-------- EXCERPTED TEXT --------

Location planning also helps you know what your options are if your plans fall through. While on vacation with my sister-in-law, we learned a wildfire had sprung up at the North Rim of the Grand Canyon. Instead of boondocking, we opted for a Forest Service CG, just outside of the park. I knew that is was an option from my research. We pulled up and had our choice from a few open spots, which was pretty good considering it was late on a Sunday in July. I knew that it would be cool enough to be able to leave Rocky behind at this campsite and we are far enough from the fire to not suffer from poor air quality.
As I mentioned earlier, connectivity is a must for me. I need both phone and data and rely on 4G. My set up worked fairly well. I learned that many places would have strong connectivity in the morning but that it would fluctuate throughout the day and that by afternoon, I needed to connect to my booster. I was using my window mount, this summer. I like it because it is easy to use when the weather is bad or when I am trying to be discreet while overnight parking at Walmart. I received this antenna for Christmas and can’t wait to try it. It’s a Omni-directional antenna. I will plan on using that at spots where I get pretty good signal but want to take it up a notch or when I am making a quick stop. I will also likely pick up this directional antenna.
A directional antenna is a little more work to dial in – you have to know where to point it, but there are apps for that and from what I have read, I think it will be worth it.

-------- DATASET --------

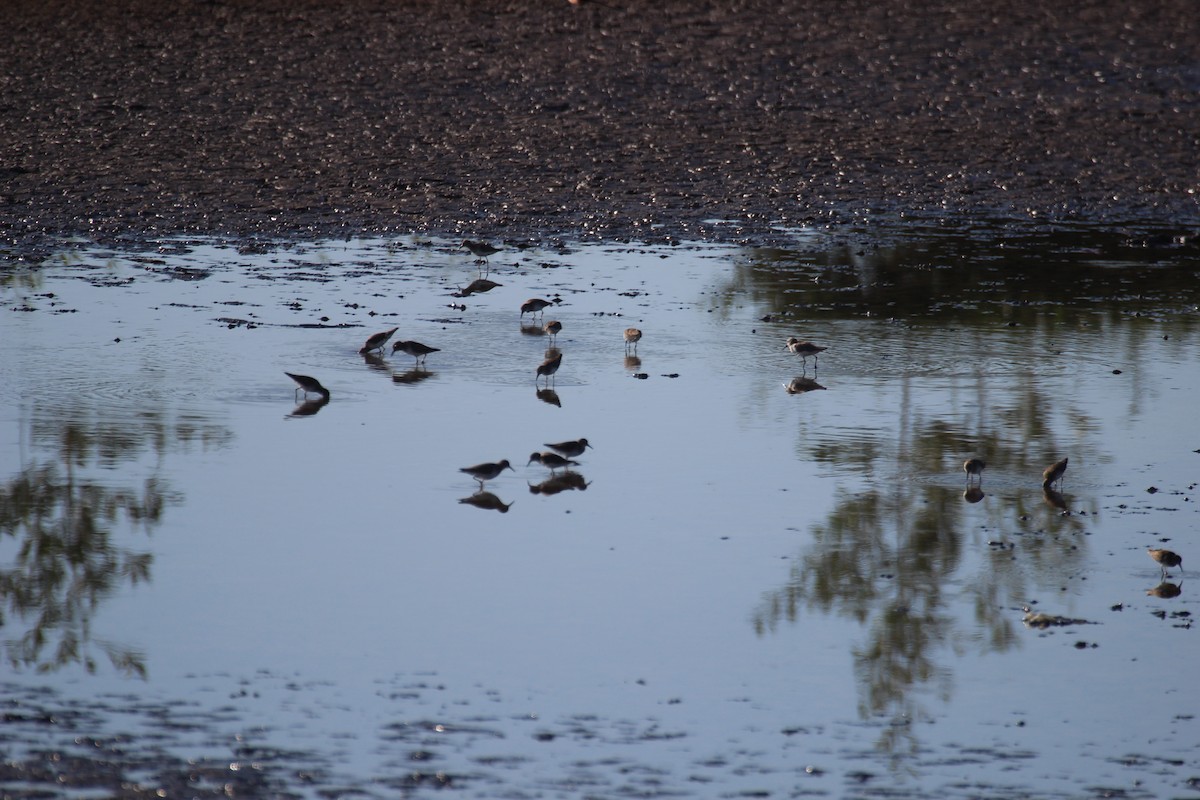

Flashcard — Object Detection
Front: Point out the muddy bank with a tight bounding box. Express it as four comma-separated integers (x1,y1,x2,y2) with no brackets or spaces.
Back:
0,0,1200,255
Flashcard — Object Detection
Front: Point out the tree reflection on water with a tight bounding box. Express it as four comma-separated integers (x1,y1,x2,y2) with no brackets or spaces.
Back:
739,224,1200,756
0,403,232,676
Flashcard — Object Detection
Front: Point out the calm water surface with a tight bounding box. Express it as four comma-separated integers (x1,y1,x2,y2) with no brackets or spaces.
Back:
0,229,1200,798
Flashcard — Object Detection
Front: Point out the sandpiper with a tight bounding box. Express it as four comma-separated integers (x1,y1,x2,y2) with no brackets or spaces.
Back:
455,278,504,297
526,452,580,473
462,239,500,261
283,372,329,399
534,353,563,383
787,336,829,363
391,342,442,363
458,489,512,513
359,327,400,354
546,439,594,458
1042,458,1069,489
458,458,516,488
521,297,554,317
1146,547,1183,578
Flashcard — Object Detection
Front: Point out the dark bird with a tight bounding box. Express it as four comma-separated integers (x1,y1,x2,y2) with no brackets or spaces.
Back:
534,353,563,383
521,297,554,317
458,458,516,488
526,452,580,471
359,327,400,354
1146,547,1183,578
391,342,442,363
546,439,592,458
283,372,329,399
1042,458,1069,489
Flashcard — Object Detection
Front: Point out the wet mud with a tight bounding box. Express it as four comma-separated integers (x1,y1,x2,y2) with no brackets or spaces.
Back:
0,0,1200,252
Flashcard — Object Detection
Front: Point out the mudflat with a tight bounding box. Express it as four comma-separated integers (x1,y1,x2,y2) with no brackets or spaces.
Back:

--------

● WORK TO BE COMPLETED:
Continue the camping and connectivity piece after its last sentence about the directional antenna.

● TASK OUTPUT:
Keep all of my gear and gadgets juiced up is a big deal. I also like to be able to run the fan without worry and watch a little TV at night. That meant I had to know how much I could do with the battery that I had. I found that I planned well, in this area. We had a stretch of about three days where it was cloudy. My battery and the little solar I did get through the clouds kept me humming! If you want to learn more about my solar set up and battery set-up, here are a few links:
- Solar for Long Term Boondocking
- Big Data for a Tiny Trailer: Installing the Victron 700-BMV
- Guilty as Charged: Battery Use & Management Part 1
- Guilty as Charged: Battery Use & Management Part 2
Beating the Heat and the Crowds
While on vacation, we face extreme heat and the record-setting crowds that celebrated the National Park Service’s Centennial. While at Zion, we headed up to the Kolob Terrace road. This took us to higher elevations and very few tourists. There are some amazing sights to see. We learned that the T@b a/c can’t keep up with the 100+ degree temps, very well, so Rocky was able to join us while we drove the road. When we were at Bryce Canyon, we took advantage of the opportunity to visit the amazing landscape of the Grand Staircase Escalante National Monument and toured Cottonwood Canyon Road and the old Pariah town site. When we were in Moab, we drove up to the Sand Flats recreation area and observed the stunning views from the Porcupine Rim, that overlook Castle Valley and the edge of Arches National Park. In Canyonlands, we took an early morning hike to False Kiva, a site that you won’t find in a NPS brochure, because it is a Class II archeological site. all of these areas lead to fewer crowds an in many cases, cooler temperatures. Planning gave us a lot of relief this summer.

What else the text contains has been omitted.